What is expected:
Copy the lines below verbatim, beginning with the line that includes "box: [329, 171, 400, 222]" and continuing to the end; leave out everything before it.
===== Task material =====
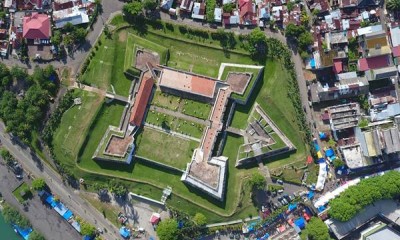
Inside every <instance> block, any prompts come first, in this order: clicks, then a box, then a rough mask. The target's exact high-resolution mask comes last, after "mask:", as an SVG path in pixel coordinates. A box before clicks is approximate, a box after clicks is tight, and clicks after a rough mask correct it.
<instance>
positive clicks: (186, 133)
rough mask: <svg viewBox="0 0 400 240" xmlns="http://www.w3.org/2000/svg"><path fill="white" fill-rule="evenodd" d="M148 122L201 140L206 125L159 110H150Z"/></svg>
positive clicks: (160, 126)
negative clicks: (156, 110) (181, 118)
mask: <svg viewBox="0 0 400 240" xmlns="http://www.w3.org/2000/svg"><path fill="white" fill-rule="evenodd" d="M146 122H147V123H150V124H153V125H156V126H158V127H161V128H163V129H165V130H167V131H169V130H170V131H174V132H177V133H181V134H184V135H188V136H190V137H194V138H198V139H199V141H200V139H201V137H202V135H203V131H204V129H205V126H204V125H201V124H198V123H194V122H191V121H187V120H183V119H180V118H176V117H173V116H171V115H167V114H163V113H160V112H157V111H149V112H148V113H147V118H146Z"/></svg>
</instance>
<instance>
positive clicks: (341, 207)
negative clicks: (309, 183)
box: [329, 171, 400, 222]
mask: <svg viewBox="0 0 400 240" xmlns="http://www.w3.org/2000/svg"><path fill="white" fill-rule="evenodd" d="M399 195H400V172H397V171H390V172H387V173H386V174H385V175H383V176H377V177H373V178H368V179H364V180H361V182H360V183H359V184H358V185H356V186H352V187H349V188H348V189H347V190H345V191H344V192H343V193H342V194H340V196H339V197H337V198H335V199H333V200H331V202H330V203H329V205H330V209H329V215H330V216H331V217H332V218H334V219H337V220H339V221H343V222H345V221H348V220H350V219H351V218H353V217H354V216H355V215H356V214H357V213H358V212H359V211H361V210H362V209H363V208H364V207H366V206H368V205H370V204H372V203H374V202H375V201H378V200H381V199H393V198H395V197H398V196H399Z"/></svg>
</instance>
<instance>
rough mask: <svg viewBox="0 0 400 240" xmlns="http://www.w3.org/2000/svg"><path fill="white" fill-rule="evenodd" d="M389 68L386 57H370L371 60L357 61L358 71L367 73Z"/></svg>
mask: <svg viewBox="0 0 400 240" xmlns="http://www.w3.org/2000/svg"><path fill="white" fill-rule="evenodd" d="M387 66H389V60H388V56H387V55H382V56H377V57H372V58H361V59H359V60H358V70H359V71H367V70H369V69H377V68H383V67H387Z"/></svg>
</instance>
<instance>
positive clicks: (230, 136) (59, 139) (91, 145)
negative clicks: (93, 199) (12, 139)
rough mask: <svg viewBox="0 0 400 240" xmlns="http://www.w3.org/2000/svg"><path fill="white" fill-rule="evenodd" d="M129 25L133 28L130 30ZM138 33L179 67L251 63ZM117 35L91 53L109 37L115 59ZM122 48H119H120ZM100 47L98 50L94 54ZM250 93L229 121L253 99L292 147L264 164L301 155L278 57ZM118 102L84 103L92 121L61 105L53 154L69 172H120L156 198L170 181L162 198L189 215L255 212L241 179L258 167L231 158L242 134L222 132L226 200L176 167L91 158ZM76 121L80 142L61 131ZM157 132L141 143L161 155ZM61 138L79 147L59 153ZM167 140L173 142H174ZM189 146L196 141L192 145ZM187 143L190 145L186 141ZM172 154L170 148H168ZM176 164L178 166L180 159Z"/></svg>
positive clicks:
=====
Answer box:
box: [329, 171, 400, 222]
mask: <svg viewBox="0 0 400 240" xmlns="http://www.w3.org/2000/svg"><path fill="white" fill-rule="evenodd" d="M399 195H400V172H397V171H390V172H387V173H386V174H385V175H383V176H377V177H373V178H368V179H364V180H361V182H360V183H359V184H358V185H356V186H352V187H349V188H348V189H347V190H345V191H344V192H343V193H342V194H340V196H339V197H337V198H335V199H333V200H331V202H330V203H329V205H330V209H329V215H330V216H331V217H332V218H334V219H337V220H339V221H343V222H345V221H348V220H350V219H351V218H353V217H354V216H355V215H356V214H357V213H358V212H359V211H361V210H362V209H363V208H364V207H366V206H368V205H370V204H372V203H374V202H375V201H378V200H381V199H393V198H395V197H398V196H399Z"/></svg>
</instance>
<instance>
rough mask: <svg viewBox="0 0 400 240" xmlns="http://www.w3.org/2000/svg"><path fill="white" fill-rule="evenodd" d="M389 68L386 57H370L371 60L357 61L358 71L367 73Z"/></svg>
mask: <svg viewBox="0 0 400 240" xmlns="http://www.w3.org/2000/svg"><path fill="white" fill-rule="evenodd" d="M387 66H389V60H388V56H387V55H382V56H377V57H372V58H361V59H359V60H358V70H359V71H367V70H369V69H377V68H383V67H387Z"/></svg>
</instance>
<instance>
positive clicks: (230, 136) (59, 139) (91, 145)
negative clicks: (93, 199) (12, 139)
rough mask: <svg viewBox="0 0 400 240" xmlns="http://www.w3.org/2000/svg"><path fill="white" fill-rule="evenodd" d="M129 25L133 28L130 30ZM138 33L179 67L251 63ZM117 35L91 53L109 37L115 59ZM122 48H119H120ZM100 47L98 50L94 54ZM250 93L229 121L253 99L292 147L264 164L301 155L278 57ZM118 102L84 103L92 121L61 105L53 154L69 172H120L156 198L170 181L162 198L189 215L255 212L241 179L258 167L231 158L242 134L222 132L226 200L176 167L91 158ZM76 121L80 142L61 131ZM157 132L141 143L161 155ZM61 138L79 147L59 153ZM167 140L173 142H174ZM189 146L196 141L192 145ZM187 143L190 145L186 141ZM172 154L170 148H168ZM176 164L178 166L180 159Z"/></svg>
positive clicks:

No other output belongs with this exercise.